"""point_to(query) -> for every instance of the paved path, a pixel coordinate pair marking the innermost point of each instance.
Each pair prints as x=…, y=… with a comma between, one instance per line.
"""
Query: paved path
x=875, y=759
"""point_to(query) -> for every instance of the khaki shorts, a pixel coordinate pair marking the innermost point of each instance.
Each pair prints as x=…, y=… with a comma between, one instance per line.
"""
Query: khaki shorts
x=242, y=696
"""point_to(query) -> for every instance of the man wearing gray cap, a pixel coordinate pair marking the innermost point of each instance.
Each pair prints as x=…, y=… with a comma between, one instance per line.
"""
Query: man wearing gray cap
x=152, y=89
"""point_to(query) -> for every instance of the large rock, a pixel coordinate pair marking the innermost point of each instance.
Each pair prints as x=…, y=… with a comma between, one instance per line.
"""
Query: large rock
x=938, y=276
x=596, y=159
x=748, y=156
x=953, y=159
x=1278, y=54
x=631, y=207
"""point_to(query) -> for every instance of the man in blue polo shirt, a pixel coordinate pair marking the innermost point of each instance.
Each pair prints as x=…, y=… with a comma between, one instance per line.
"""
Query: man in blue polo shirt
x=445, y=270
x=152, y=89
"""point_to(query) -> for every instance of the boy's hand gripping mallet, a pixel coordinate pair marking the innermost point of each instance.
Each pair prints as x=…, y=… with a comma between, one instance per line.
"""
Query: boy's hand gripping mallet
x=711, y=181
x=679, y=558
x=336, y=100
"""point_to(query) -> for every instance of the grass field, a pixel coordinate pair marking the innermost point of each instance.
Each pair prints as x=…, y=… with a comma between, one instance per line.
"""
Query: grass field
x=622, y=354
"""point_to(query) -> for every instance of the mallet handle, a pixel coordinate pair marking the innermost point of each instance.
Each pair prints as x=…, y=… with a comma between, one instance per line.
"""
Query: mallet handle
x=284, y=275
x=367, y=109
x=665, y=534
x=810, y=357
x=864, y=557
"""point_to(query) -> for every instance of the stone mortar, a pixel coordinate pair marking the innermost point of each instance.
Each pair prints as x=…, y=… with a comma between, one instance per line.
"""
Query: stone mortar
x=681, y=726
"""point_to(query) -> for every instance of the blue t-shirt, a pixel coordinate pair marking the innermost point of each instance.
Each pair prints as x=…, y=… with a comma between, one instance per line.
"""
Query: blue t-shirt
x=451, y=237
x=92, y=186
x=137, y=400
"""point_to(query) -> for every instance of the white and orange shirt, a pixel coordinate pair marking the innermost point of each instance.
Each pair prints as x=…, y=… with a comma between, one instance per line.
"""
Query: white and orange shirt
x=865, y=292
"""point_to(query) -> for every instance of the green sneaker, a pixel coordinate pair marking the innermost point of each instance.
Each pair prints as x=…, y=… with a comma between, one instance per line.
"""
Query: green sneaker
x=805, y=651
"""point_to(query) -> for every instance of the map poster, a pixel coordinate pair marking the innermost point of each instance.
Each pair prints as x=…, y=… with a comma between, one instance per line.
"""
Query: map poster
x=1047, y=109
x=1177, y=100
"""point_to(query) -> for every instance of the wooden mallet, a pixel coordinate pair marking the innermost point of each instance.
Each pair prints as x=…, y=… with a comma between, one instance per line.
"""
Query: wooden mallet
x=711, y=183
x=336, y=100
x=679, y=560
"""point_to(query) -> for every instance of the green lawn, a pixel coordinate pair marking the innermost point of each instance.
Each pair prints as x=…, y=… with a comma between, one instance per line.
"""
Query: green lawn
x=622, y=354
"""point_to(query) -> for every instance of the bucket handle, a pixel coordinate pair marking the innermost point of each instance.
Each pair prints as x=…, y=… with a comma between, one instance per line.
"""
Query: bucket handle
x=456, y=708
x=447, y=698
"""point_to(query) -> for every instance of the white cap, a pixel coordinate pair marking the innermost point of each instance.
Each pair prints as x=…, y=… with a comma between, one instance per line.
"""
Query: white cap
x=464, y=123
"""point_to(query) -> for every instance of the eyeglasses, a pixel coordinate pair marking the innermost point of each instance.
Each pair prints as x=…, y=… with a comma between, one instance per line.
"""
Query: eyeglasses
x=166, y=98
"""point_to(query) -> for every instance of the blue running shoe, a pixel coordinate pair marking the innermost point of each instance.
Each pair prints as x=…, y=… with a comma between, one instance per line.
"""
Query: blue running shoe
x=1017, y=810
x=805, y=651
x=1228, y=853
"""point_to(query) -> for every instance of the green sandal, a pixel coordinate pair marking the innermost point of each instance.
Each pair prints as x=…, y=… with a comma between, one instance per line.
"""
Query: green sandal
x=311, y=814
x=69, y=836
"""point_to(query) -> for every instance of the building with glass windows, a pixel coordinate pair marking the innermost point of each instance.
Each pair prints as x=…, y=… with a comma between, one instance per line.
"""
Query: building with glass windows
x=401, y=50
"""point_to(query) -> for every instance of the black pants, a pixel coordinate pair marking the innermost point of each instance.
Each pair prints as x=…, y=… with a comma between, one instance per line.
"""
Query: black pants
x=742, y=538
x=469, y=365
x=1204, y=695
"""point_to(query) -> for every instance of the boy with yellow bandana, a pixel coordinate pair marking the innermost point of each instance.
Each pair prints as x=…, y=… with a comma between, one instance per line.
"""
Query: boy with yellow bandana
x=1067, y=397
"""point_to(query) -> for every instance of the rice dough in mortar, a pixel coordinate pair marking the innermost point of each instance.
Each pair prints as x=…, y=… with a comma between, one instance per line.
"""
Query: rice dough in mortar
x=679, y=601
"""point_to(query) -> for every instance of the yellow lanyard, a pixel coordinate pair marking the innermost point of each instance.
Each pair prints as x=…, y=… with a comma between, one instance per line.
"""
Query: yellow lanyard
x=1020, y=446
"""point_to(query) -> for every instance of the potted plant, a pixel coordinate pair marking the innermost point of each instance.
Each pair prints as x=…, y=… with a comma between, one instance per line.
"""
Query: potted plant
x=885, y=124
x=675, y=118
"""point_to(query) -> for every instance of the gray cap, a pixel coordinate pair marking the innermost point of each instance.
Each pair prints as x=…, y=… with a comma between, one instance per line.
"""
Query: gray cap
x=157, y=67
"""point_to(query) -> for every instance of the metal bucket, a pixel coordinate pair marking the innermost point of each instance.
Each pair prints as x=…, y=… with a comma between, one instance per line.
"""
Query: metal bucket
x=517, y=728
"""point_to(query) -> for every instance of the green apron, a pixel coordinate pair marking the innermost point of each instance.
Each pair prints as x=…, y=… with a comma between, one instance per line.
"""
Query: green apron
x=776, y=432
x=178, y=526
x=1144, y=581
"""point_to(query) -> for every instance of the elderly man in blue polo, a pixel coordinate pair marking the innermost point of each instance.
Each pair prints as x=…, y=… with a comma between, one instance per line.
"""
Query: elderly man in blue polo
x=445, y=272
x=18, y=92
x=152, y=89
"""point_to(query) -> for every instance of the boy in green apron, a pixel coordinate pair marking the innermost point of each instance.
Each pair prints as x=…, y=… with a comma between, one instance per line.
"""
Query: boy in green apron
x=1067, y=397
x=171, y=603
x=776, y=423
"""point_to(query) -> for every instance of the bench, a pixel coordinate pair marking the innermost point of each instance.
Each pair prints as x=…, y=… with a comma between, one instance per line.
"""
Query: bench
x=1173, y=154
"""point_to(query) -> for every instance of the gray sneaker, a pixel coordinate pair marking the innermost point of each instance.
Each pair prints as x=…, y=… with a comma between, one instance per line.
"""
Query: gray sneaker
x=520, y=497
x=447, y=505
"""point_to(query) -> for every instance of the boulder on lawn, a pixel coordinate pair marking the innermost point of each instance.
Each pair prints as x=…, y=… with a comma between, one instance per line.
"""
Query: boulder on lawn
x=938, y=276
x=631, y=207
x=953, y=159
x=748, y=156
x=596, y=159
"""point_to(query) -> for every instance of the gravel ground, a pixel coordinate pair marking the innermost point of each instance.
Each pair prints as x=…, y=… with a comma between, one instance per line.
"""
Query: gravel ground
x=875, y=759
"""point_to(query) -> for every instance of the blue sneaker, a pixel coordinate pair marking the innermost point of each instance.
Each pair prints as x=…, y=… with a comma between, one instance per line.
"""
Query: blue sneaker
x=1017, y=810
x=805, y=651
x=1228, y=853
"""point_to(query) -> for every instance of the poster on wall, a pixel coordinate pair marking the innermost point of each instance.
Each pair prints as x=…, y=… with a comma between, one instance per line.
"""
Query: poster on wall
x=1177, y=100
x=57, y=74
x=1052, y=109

________________________

Edit the records starting with the line that contains "green lawn, a" and going on through the line that contains "x=464, y=123". Give back only those lines, with "bucket handle" replaced by "pail handle" and everything else unchanged.

"""point_to(query) -> for every instance of the green lawn, a pixel coordinate pair marking the innermost point of each instance.
Each pair prints as x=…, y=… with a comma between, one instance per line.
"""
Query: green lawn
x=622, y=354
"""point_to(query) -> for every instance of the pail handle, a pixel coordinate pair marking the innermost point of each instance.
Each pair prints as x=…, y=… with a comma between, one instance per line.
"""
Query: pail handle
x=456, y=708
x=447, y=698
"""point_to(query) -> for every instance of the white cap, a pixel coordinate pair marking the innermost point of each instance.
Each pair prints as x=…, y=… with a comma between, one instance per line.
"""
Query: white cap
x=464, y=123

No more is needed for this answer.